Challenge: Rewrite each of the records below with "Practice step" changed to "Exercise" and nothing else altered. Omit the pictures from your answer.

--- start Records for this exercise ---

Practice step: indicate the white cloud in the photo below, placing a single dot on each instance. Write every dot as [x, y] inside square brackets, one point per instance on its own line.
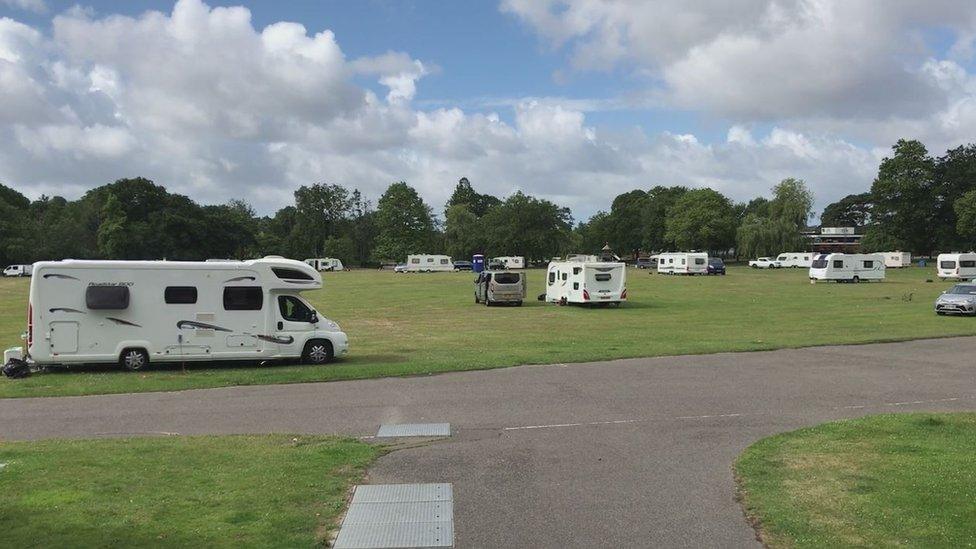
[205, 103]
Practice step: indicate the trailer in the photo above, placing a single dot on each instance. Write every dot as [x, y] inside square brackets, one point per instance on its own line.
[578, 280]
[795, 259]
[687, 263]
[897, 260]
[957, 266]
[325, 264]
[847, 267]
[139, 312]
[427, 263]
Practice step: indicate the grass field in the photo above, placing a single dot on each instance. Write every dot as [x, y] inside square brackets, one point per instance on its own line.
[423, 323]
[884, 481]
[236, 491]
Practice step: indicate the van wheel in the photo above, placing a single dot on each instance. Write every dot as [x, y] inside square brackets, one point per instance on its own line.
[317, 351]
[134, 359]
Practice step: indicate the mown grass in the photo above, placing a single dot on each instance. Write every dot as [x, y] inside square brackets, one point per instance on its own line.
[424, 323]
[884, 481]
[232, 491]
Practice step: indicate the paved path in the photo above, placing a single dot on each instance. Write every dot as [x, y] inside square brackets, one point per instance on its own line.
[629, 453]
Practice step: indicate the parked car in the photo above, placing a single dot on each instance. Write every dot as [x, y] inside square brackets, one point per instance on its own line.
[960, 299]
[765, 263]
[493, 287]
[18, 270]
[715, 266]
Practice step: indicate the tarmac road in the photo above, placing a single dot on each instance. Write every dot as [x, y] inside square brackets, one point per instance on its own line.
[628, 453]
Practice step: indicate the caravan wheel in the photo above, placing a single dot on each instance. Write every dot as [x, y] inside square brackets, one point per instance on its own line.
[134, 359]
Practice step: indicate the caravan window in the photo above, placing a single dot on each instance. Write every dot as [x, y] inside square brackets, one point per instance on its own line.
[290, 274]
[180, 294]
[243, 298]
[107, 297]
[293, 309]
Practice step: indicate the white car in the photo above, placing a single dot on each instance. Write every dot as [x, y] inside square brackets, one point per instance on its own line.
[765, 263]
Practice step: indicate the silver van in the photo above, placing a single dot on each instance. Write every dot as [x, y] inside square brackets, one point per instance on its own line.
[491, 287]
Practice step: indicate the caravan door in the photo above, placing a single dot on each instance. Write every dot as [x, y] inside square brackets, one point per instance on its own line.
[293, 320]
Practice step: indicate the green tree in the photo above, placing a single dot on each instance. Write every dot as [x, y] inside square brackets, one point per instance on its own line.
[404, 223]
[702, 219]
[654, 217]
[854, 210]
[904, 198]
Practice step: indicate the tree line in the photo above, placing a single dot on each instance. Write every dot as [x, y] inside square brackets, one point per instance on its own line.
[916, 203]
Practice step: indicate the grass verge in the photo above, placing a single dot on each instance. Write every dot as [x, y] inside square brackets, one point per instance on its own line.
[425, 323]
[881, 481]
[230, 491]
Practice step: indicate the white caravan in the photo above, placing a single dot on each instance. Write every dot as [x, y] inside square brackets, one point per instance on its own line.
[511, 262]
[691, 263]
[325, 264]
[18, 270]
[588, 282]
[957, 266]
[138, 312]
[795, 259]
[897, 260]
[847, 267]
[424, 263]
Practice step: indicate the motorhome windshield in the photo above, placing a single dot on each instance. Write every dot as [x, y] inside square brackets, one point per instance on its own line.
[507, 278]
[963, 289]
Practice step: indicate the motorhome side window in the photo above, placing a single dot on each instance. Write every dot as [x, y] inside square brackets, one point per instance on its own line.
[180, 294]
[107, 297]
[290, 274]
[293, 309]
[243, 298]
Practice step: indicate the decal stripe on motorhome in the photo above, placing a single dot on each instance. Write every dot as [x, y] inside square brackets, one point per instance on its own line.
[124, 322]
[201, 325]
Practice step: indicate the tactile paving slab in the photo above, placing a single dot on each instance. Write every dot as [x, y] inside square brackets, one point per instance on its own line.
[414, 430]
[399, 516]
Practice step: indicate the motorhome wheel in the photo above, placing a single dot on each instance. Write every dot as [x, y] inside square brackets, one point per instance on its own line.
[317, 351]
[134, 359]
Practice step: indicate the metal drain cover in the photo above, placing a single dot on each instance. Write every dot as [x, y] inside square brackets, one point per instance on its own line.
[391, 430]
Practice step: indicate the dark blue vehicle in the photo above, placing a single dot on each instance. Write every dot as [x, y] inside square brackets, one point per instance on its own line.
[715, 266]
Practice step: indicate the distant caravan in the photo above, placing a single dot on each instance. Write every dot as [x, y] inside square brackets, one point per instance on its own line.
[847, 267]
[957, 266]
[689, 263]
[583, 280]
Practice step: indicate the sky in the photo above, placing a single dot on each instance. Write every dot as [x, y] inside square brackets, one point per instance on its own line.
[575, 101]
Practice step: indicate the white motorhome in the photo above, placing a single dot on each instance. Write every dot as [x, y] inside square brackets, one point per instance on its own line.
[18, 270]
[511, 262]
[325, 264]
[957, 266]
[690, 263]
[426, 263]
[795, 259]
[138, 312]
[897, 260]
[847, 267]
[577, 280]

--- end Records for this exercise ---

Answer to the task:
Exercise: indicate the white cloud in the photo below, placing a single dot on each instance. Write every dot as [x, y] inside square brackets, one point per instance on its own line.
[205, 103]
Exercise: indicate the trailer in the photo above, placing a single dot on each instance. Write every dot as [x, y] inside square brackets, one point per instance on its own line.
[578, 280]
[795, 259]
[687, 263]
[897, 260]
[957, 266]
[325, 264]
[847, 267]
[139, 312]
[427, 263]
Exercise: indicate the grass field in the photo above, placing a single dot on each instance. Write every dot as [x, y] inside square brackets, one point per instance on its own line.
[423, 323]
[884, 481]
[236, 491]
Exercise: indicate the van wheel in the photo above, placing a single dot on each instance. Write every dot as [x, y] inside square brackets, one point per instance on its own line.
[317, 351]
[134, 359]
Exercise: indicate the mown grass in the photo above, placing a single dot on each instance. Write every dot as [x, y] inside square brackets, one point per instance on its own line.
[424, 323]
[884, 481]
[232, 491]
Exercise: indicate the paved path in the photo above, placing a single dot on each instance. Write every dot as [x, y] inside square brackets, one point per instance on its own line.
[629, 453]
Exercise: indicate the parked car in the photo above, placing a single dot on each instance. Write every dot as [x, y] inside square brackets, one point per instance on its own line.
[960, 299]
[765, 263]
[493, 287]
[18, 270]
[715, 266]
Exercise: indicate the tarmac road in the photo above, placing a single dot on each instance. Write every dot as [x, y] inside square brackets, one point per instance on its own line.
[628, 453]
Exercise: indicate the caravan wheel in the photo above, placing a single dot on each instance. Write every dot as [x, y] inside square brackets, one point per instance on its own line.
[134, 359]
Exercise: indicate the caravan window in the photo above, placing a single dot on each instance. Write every dot as [x, y] inside square brackets, one point per instance on its own line.
[290, 274]
[180, 294]
[243, 298]
[107, 297]
[293, 309]
Exercise: indicate the white car in the photo above, placing a single dot on each instance. Write every dot as [x, y] inside square brackets, one point per instance on its own line.
[765, 263]
Exercise: indicate the silver van in the photo above, placing a single dot on each instance. Write every dot as [x, y] inside square brackets, one point per instance on its own line.
[491, 287]
Exercise: indicate the caravan door in the photo above, placing a single dot on each instance. Write every dot as [x, y] inside square brackets, one point per instance on its own line.
[293, 320]
Exercise: indicate the green tree in the photo above, placing a single dot on each instance. Write every dot as [x, y] inside square brackets, one point per instance on its own line.
[404, 223]
[702, 219]
[654, 217]
[854, 210]
[904, 198]
Exercise: indicate the tree line in the photo above, placing a single dot on each instance. Write every dot as [x, y] inside square brackets, one point per instance on its own line.
[916, 203]
Exercise: indicate the grass verge in the photo above, placing a single dot on each instance. Write every dot as [x, y] inside square brackets, one point per instance on its own line.
[425, 323]
[881, 481]
[230, 491]
Exercise: indicate the white caravan in the photo above, placing a single dot on each instance. Write every dot as [x, y] inside square brackets, one point per instance on its own line.
[511, 262]
[691, 263]
[325, 264]
[18, 270]
[588, 282]
[957, 266]
[138, 312]
[795, 259]
[897, 260]
[847, 267]
[424, 263]
Exercise: indicate the motorhome windshield in the photo above, placing a single dot on each instance. Write every dot as [x, y] inside square brackets, one point per instance on its own line.
[507, 278]
[963, 289]
Exercise: indicate the motorhome side window in the photo above, placing a single dot on each instance. Write every dot as [x, y] inside square brackets, one point per instance on its own line.
[180, 294]
[107, 297]
[290, 274]
[293, 309]
[243, 298]
Exercise: indicate the decal stripe on motorhome in the photo above, placing a single dot on each instance. Write every dot as [x, y] inside square brackets, one point per instance on its own line.
[124, 322]
[201, 325]
Exercise: indicate the tactile paving slab in the photo above, placing a single dot on each instance. Write every dot as [x, y] inside square brackets, one point per instance on its own line.
[414, 430]
[399, 516]
Exercise: indicate the motorhome wheel in the photo above, placing a single dot on each instance. Write every dot as [x, y] inside square brackets, one point per instance on its own line.
[317, 351]
[134, 359]
Exercise: indicate the metal drain cover in the photo above, placing a single dot on each instance. Write every dot as [x, y] inside square brackets, one point per instance on its own line.
[391, 430]
Exercise: indicate the dark blue vehicle in the photo above, placing a single dot on each instance. Write every dot as [x, y] inside square brackets, one point per instance on its own line.
[715, 266]
Exercise: indicate the distant caravan in the photo above, placing a single dot on each instance. Write every dot as [x, y] inside square brackets, one point per instance on its own line.
[847, 267]
[957, 266]
[689, 263]
[583, 280]
Exercise: indicate the sky in the photo above, placing a single dot on each instance. Write every dot as [x, y] inside square brackets, one point per instance on its own line.
[575, 101]
Exercise: indicate the white motorhome in the photo above, placing a single dot on each instance. Write every dot as [x, y] inside square brackets, one point per instance on its own line.
[18, 270]
[511, 262]
[325, 264]
[957, 266]
[690, 263]
[426, 263]
[795, 259]
[138, 312]
[897, 260]
[847, 267]
[577, 280]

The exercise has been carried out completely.